Exercise details: I'd like the data beneath this line reproduced exactly, without any of its images.

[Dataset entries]
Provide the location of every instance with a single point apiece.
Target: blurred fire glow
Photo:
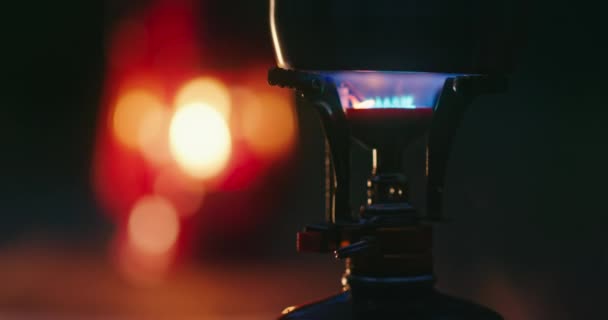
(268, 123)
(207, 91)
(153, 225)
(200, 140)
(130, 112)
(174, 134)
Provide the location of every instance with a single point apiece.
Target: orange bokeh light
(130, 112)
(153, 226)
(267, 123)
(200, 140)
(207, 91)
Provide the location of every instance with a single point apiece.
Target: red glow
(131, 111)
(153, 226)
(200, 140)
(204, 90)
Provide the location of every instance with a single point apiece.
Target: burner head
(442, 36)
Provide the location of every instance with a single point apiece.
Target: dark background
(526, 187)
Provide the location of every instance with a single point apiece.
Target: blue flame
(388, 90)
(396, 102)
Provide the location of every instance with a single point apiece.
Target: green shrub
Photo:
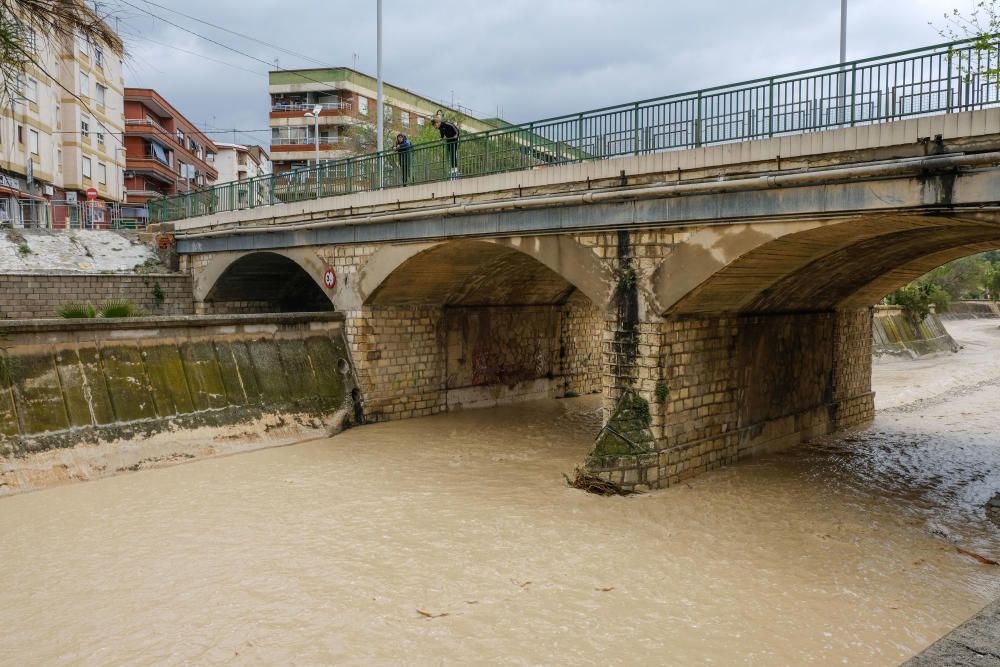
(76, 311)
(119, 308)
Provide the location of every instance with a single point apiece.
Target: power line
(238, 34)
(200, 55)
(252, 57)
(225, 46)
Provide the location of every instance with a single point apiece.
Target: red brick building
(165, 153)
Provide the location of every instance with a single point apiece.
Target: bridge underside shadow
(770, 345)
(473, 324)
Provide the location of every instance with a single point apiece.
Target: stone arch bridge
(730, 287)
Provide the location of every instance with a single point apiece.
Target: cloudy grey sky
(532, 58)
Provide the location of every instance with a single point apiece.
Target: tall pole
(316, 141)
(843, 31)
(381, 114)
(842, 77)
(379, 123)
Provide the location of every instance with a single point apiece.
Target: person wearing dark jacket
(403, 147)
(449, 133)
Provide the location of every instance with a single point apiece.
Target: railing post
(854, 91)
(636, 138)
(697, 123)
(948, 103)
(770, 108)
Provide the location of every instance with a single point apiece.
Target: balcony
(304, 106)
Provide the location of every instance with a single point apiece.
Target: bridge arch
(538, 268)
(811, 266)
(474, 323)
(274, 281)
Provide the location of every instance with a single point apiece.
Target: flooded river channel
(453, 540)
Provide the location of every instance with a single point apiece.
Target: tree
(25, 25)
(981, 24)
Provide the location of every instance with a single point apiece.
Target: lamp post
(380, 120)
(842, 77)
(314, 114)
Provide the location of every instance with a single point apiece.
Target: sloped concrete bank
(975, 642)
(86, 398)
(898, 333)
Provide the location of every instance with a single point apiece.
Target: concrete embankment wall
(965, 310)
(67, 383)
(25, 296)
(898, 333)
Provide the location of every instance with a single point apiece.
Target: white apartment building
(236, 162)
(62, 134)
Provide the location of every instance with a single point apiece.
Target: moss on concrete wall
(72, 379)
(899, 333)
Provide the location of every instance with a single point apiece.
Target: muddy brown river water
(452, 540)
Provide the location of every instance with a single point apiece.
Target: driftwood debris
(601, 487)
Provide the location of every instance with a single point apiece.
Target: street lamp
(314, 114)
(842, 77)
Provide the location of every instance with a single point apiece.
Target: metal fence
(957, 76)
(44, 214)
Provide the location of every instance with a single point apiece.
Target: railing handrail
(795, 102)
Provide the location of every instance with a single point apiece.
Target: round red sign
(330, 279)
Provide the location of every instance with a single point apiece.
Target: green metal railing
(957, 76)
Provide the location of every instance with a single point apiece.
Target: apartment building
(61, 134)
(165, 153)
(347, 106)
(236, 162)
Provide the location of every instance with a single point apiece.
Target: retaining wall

Response to this exercise:
Provide the location of every instance with a single point apiece.
Target: blurred fire glow
Photo:
(268, 123)
(207, 91)
(153, 225)
(200, 140)
(130, 112)
(174, 134)
Provide the location of every instance with a single point apiece.
Target: orange bokeh light
(130, 112)
(153, 226)
(267, 123)
(200, 140)
(207, 91)
Provide the location of every instance with a single point apiece.
Target: red glow
(131, 111)
(153, 226)
(200, 140)
(204, 90)
Provide the location of every instance with a single point apiece.
Target: burner head
(442, 36)
Provide the location of every instance with a single point apiece.
Target: dark background
(526, 187)
Provide the location of every instance with a single point apiece.
Target: blue flame
(388, 90)
(396, 102)
Provide the location of every instance with a single point apiece.
Target: green shrub
Photo:
(76, 311)
(119, 308)
Provide the location of every instance with a single point apiece.
Target: power line
(238, 34)
(200, 55)
(252, 57)
(225, 46)
Provide the location of every instance with a single point apiece.
Target: red brick building
(165, 153)
Provide the location of every instance with a single point apiece.
Target: bridge underside shadow
(770, 345)
(473, 324)
Provide the location of every instance with a single point apiece.
Target: stone arch bridge
(730, 287)
Provide the location of every instance with a single point apiece.
Target: cloudy grey sky
(532, 58)
Provide the location of every instance with a single point apiece.
Target: tall pole
(316, 141)
(843, 31)
(381, 114)
(842, 77)
(379, 123)
Provide the location of every instance with a single point apiece.
Target: person wearing dark jacket
(403, 147)
(449, 133)
Provide the location of every instance with a single point apiece.
Target: railing post
(854, 91)
(636, 138)
(697, 123)
(948, 103)
(770, 108)
Provide the location of every instance with a single point apiece.
Target: balcony
(304, 106)
Provide the location of every instance with a single point apiece.
Target: bridge arch
(538, 268)
(811, 266)
(474, 323)
(274, 281)
Provide the location of every instance with a single point apiece.
Target: flooded river channel
(453, 540)
Provide the location of every instance with a single point apiece.
Target: tree
(25, 25)
(981, 24)
Provide the location of every instance with a single point apiece.
Target: lamp post
(380, 120)
(842, 77)
(314, 114)
Provide the location of every instance with a single point apiece.
Target: sloped concrete bank
(975, 642)
(86, 398)
(898, 333)
Provide the location of every instance with a single point apiece.
Target: concrete embankment wall
(965, 310)
(67, 383)
(25, 296)
(898, 333)
Provide the location of every instance with a single point apiece.
Target: white apartment building
(236, 162)
(62, 134)
Provide the location of every instance with a single point apiece.
Target: moss on concrete wall
(72, 379)
(899, 333)
Provide the location of every instance with a single point apiece.
Target: muddy brown river water
(452, 540)
Provide the location of every instance with a single point apiece.
Target: driftwood debris
(601, 487)
Provide the location of every instance with a single point apiece.
Target: street lamp
(314, 114)
(842, 77)
Provide the location of every instance with a single point apiece.
Target: metal fence
(957, 76)
(44, 214)
Provide the location of every instance with a single point apiece.
Target: railing handrail
(795, 102)
Provide the location of every instance with a single point apiece.
Target: round red sign
(330, 279)
Provide the location of every instance with a single point apiece.
Target: green metal railing
(957, 76)
Provide the location of every instance with a single point apiece.
Target: apartment building
(61, 134)
(165, 153)
(347, 106)
(236, 162)
Provide the location of every instance with a single point apiece.
Target: retaining wall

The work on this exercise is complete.